Your assignment »
Exact repetition of every entry is required.

Stored data entries

------------------------------------------------------------

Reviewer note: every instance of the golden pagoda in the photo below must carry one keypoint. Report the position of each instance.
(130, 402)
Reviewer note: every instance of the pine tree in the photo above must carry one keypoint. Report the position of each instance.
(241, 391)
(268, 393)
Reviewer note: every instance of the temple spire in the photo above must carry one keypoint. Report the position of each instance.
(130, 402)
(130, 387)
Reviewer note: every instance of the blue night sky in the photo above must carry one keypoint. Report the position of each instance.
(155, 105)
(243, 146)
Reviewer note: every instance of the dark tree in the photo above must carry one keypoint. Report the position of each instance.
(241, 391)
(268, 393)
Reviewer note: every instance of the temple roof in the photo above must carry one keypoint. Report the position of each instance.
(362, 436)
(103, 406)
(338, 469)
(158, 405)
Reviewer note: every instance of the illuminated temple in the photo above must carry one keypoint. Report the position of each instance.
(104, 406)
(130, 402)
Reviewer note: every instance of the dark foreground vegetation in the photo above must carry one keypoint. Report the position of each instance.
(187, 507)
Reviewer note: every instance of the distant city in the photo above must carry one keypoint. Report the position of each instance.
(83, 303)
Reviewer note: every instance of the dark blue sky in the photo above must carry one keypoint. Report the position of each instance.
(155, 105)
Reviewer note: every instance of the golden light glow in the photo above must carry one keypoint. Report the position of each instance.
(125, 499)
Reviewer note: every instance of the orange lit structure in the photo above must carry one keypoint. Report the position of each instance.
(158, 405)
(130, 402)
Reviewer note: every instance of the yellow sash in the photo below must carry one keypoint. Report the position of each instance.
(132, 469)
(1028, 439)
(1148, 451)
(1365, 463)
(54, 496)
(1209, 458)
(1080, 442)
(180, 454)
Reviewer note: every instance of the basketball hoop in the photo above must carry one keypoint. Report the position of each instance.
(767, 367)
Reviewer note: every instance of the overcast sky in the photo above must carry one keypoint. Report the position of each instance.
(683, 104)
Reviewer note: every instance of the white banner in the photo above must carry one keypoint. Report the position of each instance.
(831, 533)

------------------------------------------------------------

Solution to this task »
Reviewer note: every instance of the golden pagoda in the photo below must carry one keypoint. Report the position of each instance.
(130, 402)
Reviewer note: every instance of the pine tree in the photo above must carry one keypoint. Report the position of each instance.
(241, 391)
(268, 393)
Reviewer note: every instance of the temple spire in the photo above must carry one keypoint. Report the position of each instance.
(130, 402)
(130, 387)
Reviewer note: every instance of the blue night sky in the photo above must carry one keypoint. Report the position of each instance.
(155, 105)
(243, 146)
Reviewer note: every instance of the dark tree in the photo above must carry one keypoint. Report the position of each instance.
(241, 391)
(268, 393)
Reviewer note: every instance of the temple roof in the photo above must carry one keypoint. Report the position of each instance.
(362, 436)
(103, 406)
(338, 469)
(158, 405)
Reviewer note: every instance of the illuminated temple in the photo above must carry one keypoint. Report the position of each instance.
(104, 406)
(130, 402)
Reviewer note: every instance of the dark foreground vegetation in the photo above must carry one keypoint. Report the position of each instance.
(187, 507)
Reviewer note: every instance of the distant city in the photo above must carry one keypoint. Report the position of each instance.
(83, 303)
Reviewer note: every instance of the dark blue sky in the photo above must carry one keypoint. Report the position of each instance.
(155, 105)
Reviewer note: every instance of the golden light glow in the photo above must carry one keypoint. Report the position of each instance.
(125, 499)
Reviewer note: every instance of the orange lit structure in the photo above must carry one keypoint. Report the position of each instance.
(158, 405)
(130, 402)
Reviewer note: every instance of the yellow sash in the photo below must carry one keypoint. Report the position of each instance.
(132, 469)
(1028, 439)
(1148, 451)
(1365, 463)
(54, 496)
(1209, 458)
(1080, 442)
(180, 454)
Reviewer note: every instance of the basketball hoop in the photo above must carry one keypoint. Report the position of each instance.
(767, 367)
Reviewer note: every instance of the overcast sky in the photo above must carry one keypoint. Report the position of each instance.
(683, 104)
Reviewer note: every instance of the white banner in the photo above must carry one keypoint. Report the position of each instance.
(831, 533)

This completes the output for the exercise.